──────── Data for this task

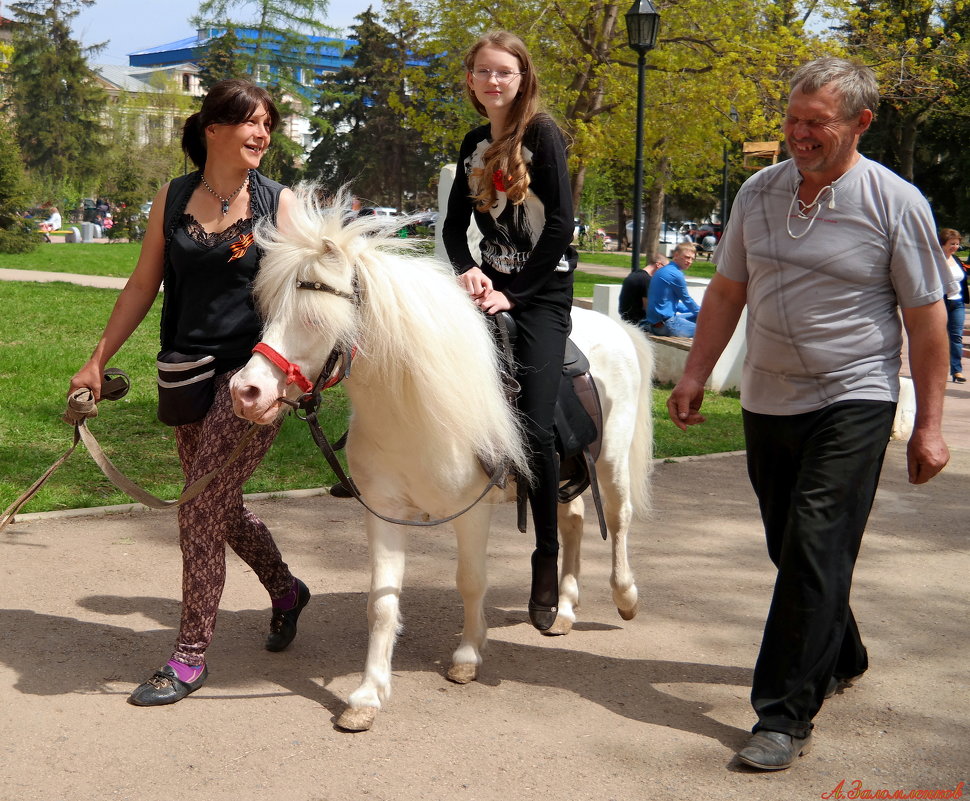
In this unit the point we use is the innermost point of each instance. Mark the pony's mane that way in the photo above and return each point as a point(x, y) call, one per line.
point(437, 361)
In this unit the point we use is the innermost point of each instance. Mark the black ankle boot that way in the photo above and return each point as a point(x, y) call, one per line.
point(544, 599)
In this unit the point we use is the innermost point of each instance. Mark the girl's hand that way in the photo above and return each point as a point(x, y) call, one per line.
point(476, 284)
point(496, 302)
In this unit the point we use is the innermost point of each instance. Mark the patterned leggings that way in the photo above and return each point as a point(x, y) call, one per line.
point(217, 517)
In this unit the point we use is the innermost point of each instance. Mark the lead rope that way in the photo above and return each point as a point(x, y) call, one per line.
point(80, 408)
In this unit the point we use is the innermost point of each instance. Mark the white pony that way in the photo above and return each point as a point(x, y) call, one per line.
point(428, 409)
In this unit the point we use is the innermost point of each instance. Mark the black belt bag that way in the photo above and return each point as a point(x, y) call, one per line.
point(186, 386)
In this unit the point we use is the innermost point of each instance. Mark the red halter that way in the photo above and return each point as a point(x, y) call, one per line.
point(292, 372)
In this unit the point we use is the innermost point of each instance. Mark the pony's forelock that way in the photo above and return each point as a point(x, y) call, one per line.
point(413, 320)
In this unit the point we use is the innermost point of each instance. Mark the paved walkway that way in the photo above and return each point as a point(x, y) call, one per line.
point(649, 708)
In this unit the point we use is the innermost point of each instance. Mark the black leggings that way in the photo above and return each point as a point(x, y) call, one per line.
point(543, 326)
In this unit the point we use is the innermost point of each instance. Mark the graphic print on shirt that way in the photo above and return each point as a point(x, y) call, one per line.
point(517, 227)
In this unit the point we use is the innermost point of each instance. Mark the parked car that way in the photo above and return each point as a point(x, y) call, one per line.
point(708, 228)
point(669, 233)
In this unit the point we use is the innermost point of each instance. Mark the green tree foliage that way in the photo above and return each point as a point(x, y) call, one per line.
point(920, 52)
point(709, 57)
point(221, 61)
point(16, 234)
point(53, 96)
point(363, 135)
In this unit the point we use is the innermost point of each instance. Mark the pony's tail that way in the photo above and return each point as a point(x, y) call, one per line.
point(641, 450)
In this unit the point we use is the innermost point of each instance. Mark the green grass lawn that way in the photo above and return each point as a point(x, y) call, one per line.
point(699, 269)
point(113, 259)
point(50, 335)
point(34, 374)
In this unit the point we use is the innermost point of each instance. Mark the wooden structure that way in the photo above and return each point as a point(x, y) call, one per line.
point(757, 153)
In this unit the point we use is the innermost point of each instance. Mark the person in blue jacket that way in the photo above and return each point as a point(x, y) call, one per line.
point(671, 311)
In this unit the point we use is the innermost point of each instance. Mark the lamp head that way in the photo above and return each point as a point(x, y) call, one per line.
point(642, 26)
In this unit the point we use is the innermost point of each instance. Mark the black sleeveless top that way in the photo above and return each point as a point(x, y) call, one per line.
point(208, 307)
point(214, 275)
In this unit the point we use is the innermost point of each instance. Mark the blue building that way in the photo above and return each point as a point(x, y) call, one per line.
point(323, 54)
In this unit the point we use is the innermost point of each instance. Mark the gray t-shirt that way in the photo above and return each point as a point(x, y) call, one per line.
point(822, 319)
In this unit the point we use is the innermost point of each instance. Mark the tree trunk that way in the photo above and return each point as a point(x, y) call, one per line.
point(908, 128)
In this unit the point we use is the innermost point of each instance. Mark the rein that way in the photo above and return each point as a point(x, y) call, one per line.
point(305, 407)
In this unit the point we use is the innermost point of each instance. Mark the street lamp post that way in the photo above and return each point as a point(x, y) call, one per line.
point(724, 177)
point(642, 24)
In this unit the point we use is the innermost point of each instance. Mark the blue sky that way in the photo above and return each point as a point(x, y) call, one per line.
point(130, 25)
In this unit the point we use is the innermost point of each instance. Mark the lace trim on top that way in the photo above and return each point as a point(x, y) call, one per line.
point(210, 240)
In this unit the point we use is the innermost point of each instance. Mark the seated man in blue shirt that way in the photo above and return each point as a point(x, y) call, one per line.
point(671, 311)
point(633, 293)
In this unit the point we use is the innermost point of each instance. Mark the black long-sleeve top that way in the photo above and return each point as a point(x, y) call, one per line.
point(525, 248)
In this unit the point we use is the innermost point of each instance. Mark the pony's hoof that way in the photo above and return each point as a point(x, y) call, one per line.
point(628, 614)
point(357, 719)
point(560, 628)
point(462, 674)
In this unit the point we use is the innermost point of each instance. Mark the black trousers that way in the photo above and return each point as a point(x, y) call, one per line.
point(543, 326)
point(815, 476)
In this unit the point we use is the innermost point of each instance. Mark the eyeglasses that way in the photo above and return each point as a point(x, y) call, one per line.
point(502, 76)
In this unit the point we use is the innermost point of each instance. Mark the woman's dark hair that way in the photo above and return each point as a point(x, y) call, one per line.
point(229, 102)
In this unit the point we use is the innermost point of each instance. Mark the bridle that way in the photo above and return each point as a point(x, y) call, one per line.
point(305, 407)
point(327, 377)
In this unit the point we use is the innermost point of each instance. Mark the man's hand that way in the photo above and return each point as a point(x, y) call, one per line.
point(684, 403)
point(926, 455)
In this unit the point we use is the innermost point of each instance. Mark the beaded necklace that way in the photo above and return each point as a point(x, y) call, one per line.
point(804, 207)
point(225, 200)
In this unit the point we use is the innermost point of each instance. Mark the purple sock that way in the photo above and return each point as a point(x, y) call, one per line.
point(288, 601)
point(186, 673)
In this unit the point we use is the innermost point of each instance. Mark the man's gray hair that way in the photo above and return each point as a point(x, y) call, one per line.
point(855, 82)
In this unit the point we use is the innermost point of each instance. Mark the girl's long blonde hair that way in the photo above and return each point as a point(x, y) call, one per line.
point(505, 153)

────────────────

Set exercise:
Recast the items from the line with "Mark the lead" up to and including the line with "point(517, 227)" as a Markdown table with the columns Row and Line. Number each line in Row, put the line itself in Line, and leave out blank lines.

Response:
| Row | Line |
|---|---|
| 1 | In this unit the point we use is the innermost point of each instance. Mark the lead rope that way in the photo above and return each point as a point(x, y) call, one per line. |
| 2 | point(80, 408) |
| 3 | In this unit the point we use is the innermost point of each instance. Mark the white pony that way in the photo above and return each point as a point(x, y) call, one per line. |
| 4 | point(428, 409) |
| 5 | In this unit the point we use is the innermost point of each instance. Mark the black belt bag that way in the photo above and return each point as a point(x, y) call, one per line. |
| 6 | point(186, 386) |
| 7 | In this unit the point we use is the innermost point of each instance. Mark the red halter that way in the photo above and return each point as a point(x, y) call, one per line. |
| 8 | point(292, 372) |
| 9 | In this unit the point we use is the innermost point of each instance. Mark the pony's forelock that way in the photo above and return each point as a point(x, y) call, one per line. |
| 10 | point(413, 320) |
| 11 | In this unit the point we use is the innermost point of each instance. Mark the paved walkway that way in the photo above and return each point as a point(x, y) call, one per line. |
| 12 | point(649, 708) |
| 13 | In this unit the point we use is the innermost point of each instance. Mark the black leggings that way in the photo above and return each point as a point(x, y) call, one per line. |
| 14 | point(543, 326) |
| 15 | In this unit the point we use is the innermost point of each instance. Mark the graphic print on shirt that way in the photo above and return each point as a point(x, y) call, one per line. |
| 16 | point(517, 227) |